- PEKERJAAN WAJIB: Tuliskan judul semua kitab karya Nuruddin Ar-Raniri yang disebut dalam teks di bawah.

Karya-karya Nuruddin Ar-Raniri cukup banyak. Diantara karyanya yang telah diteliti dan diterbitkan, yaitu:
1) Al-Sirat al-Mustakim. Kitab ini berisi ajaran tentng ibadah yakni shalat, puasa, zakat, haji, hukum kurban, berburu, hukum halal dan haram dalam hal makanan); kitab ini ditulis pada tahun 1044 H. (1634 M) dan selesai tahun 1054 H. (1644 M).
2) Durrat al-Fara’id bi Syarh al-‘Aqaid. Kitab ini mengenai akidah dan merupakan saduran serta terjemahan dalam bahasa Melayu dari kitab Syarh al-‘aqaid an Nasafiyyah karya Imam Sa’dudin al-Taftarani; ditulis sebelum tahun 1045 H (1635 M).
3) Hidayat al-Habib fi al Targhib wa al Tarhib. Kitab hadits ini berisi 831 haditsdalam bahasa Arab dan Melayu. Kitab hadits ini mengenaibhadits untuk memuji pekerjaan yang baik supaya orang menjauhkan diri dari pekerjaan jahat; ditulis pada tahun 1045 H. (1635 M). Dua kitab ini (no 2 dan 3),di tulis di semenanjung tanah Melayu dan dibawa ke Aceh pada zaman Sultan Iskandar Tsani.

- KUTIPAN BARIS:
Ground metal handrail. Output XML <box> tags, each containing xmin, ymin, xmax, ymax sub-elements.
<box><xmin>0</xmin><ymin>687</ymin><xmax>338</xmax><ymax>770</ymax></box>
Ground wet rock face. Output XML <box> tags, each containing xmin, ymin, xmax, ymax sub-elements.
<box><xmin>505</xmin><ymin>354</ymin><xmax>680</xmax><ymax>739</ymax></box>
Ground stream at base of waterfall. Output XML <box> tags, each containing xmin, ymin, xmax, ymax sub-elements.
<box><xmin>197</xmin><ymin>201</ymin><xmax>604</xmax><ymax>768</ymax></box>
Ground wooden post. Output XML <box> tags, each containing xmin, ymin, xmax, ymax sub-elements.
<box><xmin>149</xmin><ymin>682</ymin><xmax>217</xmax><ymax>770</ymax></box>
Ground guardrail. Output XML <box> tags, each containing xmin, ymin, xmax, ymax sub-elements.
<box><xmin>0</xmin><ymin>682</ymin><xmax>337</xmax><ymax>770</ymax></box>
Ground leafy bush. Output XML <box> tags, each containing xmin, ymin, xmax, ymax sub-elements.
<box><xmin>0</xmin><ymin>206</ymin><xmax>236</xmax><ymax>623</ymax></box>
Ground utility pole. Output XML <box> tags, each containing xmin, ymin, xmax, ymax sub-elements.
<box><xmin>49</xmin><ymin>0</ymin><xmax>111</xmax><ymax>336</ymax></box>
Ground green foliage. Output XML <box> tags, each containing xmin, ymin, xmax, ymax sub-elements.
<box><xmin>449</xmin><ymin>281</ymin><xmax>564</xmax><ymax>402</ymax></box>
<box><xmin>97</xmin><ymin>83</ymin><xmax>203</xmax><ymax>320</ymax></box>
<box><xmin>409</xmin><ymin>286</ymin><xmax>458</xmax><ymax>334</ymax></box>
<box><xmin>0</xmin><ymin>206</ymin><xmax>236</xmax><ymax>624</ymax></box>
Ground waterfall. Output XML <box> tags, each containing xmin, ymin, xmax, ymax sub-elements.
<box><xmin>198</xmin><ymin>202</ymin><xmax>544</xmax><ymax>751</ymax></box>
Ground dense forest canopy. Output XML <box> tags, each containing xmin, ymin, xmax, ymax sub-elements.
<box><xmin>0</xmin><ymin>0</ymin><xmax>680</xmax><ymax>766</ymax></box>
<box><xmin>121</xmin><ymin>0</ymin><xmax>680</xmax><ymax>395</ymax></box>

- JAWABAN LENGKAP:
1) Al-Sirat al-Mustakim
2) Durrat al-Fara’id bi Syarh al-‘Aqaid
3) Hidayat al-Habib fi al Targhib wa al Tarhib